_What you need to do:_ Look below for the line with "Expected: a point placed on each instance of the man's dark", and from there restate every line word for word until the entries end.

_Working data:_
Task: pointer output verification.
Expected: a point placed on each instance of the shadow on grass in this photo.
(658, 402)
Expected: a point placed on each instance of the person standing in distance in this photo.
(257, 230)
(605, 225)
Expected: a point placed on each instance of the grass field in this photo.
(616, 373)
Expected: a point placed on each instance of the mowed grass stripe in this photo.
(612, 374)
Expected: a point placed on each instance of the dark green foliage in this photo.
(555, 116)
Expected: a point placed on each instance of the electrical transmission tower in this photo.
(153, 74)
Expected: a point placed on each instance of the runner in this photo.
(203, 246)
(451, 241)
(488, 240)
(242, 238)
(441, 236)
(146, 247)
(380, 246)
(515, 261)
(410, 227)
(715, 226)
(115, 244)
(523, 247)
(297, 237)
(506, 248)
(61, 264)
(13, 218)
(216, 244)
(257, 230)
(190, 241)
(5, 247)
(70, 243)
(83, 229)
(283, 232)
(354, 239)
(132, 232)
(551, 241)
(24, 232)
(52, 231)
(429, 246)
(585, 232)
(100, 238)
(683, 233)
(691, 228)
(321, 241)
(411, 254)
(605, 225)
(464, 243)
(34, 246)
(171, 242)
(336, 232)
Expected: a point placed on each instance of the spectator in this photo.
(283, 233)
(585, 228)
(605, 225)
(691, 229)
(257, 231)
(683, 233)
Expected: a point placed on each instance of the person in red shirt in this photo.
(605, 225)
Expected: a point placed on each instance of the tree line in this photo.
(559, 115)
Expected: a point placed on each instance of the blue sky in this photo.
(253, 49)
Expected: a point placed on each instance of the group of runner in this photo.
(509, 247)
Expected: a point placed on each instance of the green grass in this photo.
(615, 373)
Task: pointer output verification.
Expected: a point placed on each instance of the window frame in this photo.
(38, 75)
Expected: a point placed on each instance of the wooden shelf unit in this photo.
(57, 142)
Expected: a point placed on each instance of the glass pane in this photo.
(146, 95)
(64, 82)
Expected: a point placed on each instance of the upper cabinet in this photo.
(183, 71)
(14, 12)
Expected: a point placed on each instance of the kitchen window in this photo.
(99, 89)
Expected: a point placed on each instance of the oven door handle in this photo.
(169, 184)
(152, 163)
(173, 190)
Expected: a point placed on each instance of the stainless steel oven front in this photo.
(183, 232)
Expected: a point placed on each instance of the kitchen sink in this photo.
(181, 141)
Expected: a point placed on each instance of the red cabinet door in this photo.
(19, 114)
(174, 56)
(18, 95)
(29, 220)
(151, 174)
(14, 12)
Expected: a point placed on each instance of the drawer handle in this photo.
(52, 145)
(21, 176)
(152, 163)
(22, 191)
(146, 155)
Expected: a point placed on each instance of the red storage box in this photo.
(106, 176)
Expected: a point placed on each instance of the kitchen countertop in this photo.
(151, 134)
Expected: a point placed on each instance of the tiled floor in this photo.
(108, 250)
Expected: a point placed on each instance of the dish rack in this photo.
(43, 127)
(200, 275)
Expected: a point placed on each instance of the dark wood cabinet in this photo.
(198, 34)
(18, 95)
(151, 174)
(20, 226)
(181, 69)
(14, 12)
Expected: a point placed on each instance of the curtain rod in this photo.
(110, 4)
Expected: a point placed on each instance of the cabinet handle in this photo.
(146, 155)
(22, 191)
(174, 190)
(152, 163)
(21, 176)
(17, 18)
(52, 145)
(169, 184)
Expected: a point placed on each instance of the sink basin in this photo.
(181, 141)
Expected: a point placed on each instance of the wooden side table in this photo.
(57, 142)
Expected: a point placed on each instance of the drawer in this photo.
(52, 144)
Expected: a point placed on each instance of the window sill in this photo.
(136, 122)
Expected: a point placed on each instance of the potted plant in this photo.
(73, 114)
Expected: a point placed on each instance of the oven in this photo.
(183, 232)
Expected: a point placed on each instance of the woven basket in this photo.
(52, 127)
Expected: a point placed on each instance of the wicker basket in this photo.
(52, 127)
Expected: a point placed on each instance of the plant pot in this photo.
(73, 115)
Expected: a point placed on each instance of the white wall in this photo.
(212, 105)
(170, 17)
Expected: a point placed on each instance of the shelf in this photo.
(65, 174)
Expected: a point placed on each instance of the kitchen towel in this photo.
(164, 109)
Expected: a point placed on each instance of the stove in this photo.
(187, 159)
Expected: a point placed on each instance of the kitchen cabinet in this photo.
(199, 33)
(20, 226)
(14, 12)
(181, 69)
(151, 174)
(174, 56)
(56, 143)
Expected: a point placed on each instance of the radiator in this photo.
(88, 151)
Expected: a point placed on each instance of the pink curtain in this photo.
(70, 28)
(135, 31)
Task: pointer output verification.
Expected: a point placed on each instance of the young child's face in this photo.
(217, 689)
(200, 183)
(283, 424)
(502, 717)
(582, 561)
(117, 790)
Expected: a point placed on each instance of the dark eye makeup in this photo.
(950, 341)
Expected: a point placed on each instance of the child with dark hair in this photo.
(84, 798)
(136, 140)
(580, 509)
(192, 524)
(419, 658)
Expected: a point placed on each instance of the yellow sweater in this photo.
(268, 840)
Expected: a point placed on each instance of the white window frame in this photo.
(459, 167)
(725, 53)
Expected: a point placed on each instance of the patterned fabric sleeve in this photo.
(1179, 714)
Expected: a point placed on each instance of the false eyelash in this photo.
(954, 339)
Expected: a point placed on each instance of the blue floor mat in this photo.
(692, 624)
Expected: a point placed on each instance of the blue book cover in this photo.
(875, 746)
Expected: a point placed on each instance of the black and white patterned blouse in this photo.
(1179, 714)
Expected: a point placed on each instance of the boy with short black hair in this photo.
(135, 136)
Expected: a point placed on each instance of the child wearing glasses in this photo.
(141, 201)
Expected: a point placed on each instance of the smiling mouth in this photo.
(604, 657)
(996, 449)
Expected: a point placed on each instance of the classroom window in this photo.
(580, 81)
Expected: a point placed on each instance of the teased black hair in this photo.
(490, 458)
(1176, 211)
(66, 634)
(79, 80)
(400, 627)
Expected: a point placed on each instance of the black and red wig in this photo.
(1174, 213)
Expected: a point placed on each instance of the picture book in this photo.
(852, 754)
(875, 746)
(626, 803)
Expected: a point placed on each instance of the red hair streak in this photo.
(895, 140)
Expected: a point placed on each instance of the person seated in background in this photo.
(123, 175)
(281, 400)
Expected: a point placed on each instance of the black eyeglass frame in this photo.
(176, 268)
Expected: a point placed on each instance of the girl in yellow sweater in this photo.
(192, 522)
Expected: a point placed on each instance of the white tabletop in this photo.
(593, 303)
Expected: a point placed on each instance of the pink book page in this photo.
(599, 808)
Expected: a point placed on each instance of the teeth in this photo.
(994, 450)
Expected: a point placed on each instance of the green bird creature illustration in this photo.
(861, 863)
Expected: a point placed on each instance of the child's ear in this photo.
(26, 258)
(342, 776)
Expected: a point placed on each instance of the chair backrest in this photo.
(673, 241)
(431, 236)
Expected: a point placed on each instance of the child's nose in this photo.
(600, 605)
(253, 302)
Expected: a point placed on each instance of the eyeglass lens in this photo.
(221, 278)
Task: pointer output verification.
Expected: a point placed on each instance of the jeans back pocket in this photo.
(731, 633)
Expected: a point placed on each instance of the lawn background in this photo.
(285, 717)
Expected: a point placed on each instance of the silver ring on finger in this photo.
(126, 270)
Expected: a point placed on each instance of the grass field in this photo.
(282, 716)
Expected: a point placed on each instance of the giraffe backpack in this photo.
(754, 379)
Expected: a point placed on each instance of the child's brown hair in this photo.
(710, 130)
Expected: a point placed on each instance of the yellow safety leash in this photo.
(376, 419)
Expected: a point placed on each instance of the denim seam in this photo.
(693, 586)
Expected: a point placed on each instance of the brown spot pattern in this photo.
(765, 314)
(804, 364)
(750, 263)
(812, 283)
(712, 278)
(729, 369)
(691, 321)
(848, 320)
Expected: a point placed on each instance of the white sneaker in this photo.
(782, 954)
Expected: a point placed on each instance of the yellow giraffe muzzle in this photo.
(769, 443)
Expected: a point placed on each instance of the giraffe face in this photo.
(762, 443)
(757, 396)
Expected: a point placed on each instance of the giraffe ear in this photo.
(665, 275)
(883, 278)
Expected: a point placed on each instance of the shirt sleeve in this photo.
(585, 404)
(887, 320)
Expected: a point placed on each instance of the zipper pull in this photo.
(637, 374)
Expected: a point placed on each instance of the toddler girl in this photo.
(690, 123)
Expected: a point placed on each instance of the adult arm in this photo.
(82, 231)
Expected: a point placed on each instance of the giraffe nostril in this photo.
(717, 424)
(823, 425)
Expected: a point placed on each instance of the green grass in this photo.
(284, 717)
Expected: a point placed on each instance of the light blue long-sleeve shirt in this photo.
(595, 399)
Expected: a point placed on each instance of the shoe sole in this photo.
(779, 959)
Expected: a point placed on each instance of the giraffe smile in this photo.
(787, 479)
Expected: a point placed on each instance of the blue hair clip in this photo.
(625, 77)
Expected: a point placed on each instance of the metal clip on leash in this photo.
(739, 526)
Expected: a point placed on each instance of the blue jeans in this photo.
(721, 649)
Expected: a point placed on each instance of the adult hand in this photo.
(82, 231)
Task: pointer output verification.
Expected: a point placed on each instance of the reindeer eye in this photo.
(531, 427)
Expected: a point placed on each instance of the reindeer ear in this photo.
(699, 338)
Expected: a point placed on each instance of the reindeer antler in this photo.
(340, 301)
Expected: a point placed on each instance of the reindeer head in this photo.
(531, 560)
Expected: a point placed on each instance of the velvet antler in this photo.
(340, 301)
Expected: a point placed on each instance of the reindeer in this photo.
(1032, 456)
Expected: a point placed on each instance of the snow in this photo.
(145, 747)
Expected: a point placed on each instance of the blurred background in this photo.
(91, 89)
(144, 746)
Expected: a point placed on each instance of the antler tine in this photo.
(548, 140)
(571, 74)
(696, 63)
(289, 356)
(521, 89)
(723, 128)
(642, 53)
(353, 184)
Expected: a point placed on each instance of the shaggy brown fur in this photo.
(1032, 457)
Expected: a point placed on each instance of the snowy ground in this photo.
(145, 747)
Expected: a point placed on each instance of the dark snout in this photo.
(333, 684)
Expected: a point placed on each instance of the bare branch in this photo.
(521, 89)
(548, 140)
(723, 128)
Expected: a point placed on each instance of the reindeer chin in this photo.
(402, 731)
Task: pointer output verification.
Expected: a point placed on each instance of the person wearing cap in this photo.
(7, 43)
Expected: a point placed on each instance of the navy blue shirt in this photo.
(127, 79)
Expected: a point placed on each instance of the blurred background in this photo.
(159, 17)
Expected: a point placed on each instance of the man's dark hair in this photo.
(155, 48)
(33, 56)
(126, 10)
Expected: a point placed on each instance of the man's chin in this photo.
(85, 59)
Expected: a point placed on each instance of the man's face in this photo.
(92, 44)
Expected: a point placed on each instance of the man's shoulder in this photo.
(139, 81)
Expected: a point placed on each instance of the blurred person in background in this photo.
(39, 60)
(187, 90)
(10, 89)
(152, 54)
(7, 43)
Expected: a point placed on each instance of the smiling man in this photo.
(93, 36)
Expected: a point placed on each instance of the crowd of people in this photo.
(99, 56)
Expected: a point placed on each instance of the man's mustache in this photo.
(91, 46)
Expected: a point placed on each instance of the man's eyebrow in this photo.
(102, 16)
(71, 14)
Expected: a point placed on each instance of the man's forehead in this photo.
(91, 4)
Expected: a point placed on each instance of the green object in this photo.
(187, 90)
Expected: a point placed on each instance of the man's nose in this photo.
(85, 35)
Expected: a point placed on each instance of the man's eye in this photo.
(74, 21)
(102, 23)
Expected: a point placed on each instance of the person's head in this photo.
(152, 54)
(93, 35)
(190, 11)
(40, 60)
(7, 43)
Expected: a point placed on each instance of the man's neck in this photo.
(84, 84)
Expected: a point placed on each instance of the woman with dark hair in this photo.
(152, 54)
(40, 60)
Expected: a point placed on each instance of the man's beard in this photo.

_Completed exercise:_
Expected: a point placed on each instance of the man's dark hair in this photo.
(155, 48)
(33, 56)
(126, 10)
Expected: a point placed on each instance of the man's chin in this photo.
(85, 59)
Expected: a point placed on each instance of the man's face in this photo.
(92, 44)
Expected: a point placed on each instance of the man's shoulder in this photo.
(139, 81)
Expected: a point placed on each instance of the blurred person in background in this photo.
(39, 60)
(187, 90)
(10, 89)
(152, 54)
(7, 43)
Expected: a point placed on each instance of the smiling man in this photo.
(93, 36)
Expected: a point placed on each instance of the crowd of people in this photo.
(99, 56)
Expected: a point placed on each instance of the man's mustache in this photo.
(91, 46)
Expected: a point placed on each instance of the man's eyebrow in this photo.
(102, 16)
(71, 14)
Expected: a point placed on each instance of the man's forehead in this photo.
(91, 4)
Expected: a point placed on each instance of the green object in this photo.
(187, 90)
Expected: a point placed on each instance of the man's nose in this photo.
(85, 35)
Expected: a point placed on each instance of the man's eye in this photo.
(74, 21)
(102, 23)
Expected: a point placed on each instance of the person's head in this photo.
(152, 54)
(93, 35)
(190, 11)
(40, 60)
(7, 43)
Expected: a point placed on each instance of the man's neck in this photo.
(84, 84)
Expected: a point placed on each instance of the woman with dark hair in this photo.
(152, 54)
(40, 60)
Expected: a point placed on each instance of the man's beard in this photo.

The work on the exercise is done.